# TEXT PROVIDED
**********

Using comics to teach science is not a new concept. Even if a person had never picked up a comic in their life, it was likely that they had at least read a storybook or textbook with comic-like elements that were meant to liven up the discussion of genetics or geology or whatever else was on the curriculum at the time. One notable example are the Magic School Bus books, a series which featured the wacky adventures of Mrs. Frizzle and her class venturing to such exotic locations as the Solar System, Inside the Earth, and Inside the Human Body. As the scientific lesson was explained in the main narrative, there was often smaller, more humorous things taking place in the artwork and dialogue bubbles above the character’s heads.
Even though the Magic School Bus franchise eventually became very commercial with spinoff series and a TV show, the lesson of using comics to teach science was not lost on the scientific community at least, and several universities have used comics to reach out to kids and help them understand the world around them, as well as what role university laboratories play.
First up we have an entire series of manga published by the Solar-Terrestrial Environment Laboratory (STEL) at Nagoya University. Using comics to teach is nothing new in manga-crazy Japan, but to their credit many of the booklets have been translated into English so that students outside of Japan can stand to benefit from this light-hearted approach to potentially tricky subjects such as the geomagnetic field or the solar wind.
Each booklet follows the adventures of cute blue-haired Mol and her little robotic dog Mirubo. She is described as a “science-lover” and actively seeks out different phenomenona, which are then explained to her by a series of mysterious and convenient senseis who are only happy to tell her and Mirubo everything they need to know about the phenomenon—including the negative effects:
The comics are created by Hayanon, a mangaka who graduated from the Department of Physics of Ryukyu and does a lot of work illustrating both science comics and promotional comics for magazines and websites.

**********

# COMPLETE THE FOLLOWING
1) How would you translate the sentence "Using comics to teach science is not a new concept." from the passage on science comics into French?
2) Could you extract the part of the passage on science comics that begins at the words "First up we" and stops after "the solar wind."?
3) Can you continue the passage on science comics, picking up right after its final sentence?

# RECORDS
**********

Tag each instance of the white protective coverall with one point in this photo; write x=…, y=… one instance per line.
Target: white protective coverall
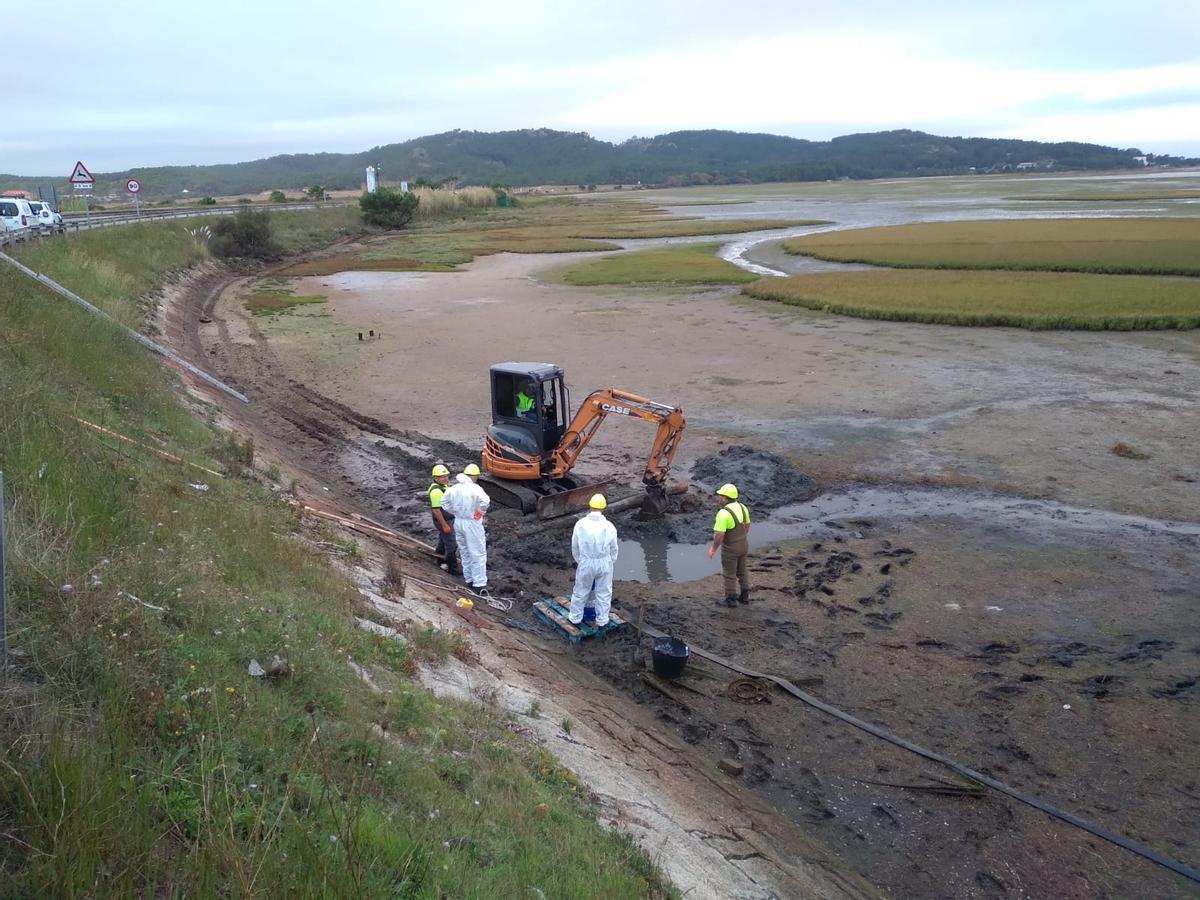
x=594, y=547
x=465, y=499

**********

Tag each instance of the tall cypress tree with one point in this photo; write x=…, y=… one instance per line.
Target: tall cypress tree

**********

# WRITTEN RESPONSES
1) Utiliser des bandes dessinées pour enseigner les sciences n'est pas un concept nouveau.

2)
First up we have an entire series of manga published by the Solar-Terrestrial Environment Laboratory (STEL) at Nagoya University. Using comics to teach is nothing new in manga-crazy Japan, but to their credit many of the booklets have been translated into English so that students outside of Japan can stand to benefit from this light-hearted approach to potentially tricky subjects such as the geomagnetic field or the solar wind.

3)
On the other side of the world we have the Center for Space Sciences at the University of Texas at Dallas, who have created a special comic to explain the Coupled Ion Neutral Dynamics Investigation (CINDI), a series of plasma sensors in the upper atmosphere c0-funded by NASA and the US Air Force.
In a few parallels to the Mol comics, the main character of these comics is also a young girl with an android dog. Except the girl is also an android, and flies through space… counting space dogs.
The counting of space dogs is a metaphor for what the real CINDI does, which is counting neutral and positive atoms (neutrals and ions) in orbit so that scientists on the ground can predict when the the interaction of these atoms will cause satellite interference. It’s a trickier subject than the simple phenomena that the STEL comics explain, but it does its best to explain the actual concepts logically and clearly.
The CINDI comic itself has a slight manga-influence to the character designs, but the title page of the comic uses an art noveau design. And while the STEL comics are available in Japanese and English, the CINDI comic is available in English and Spanish.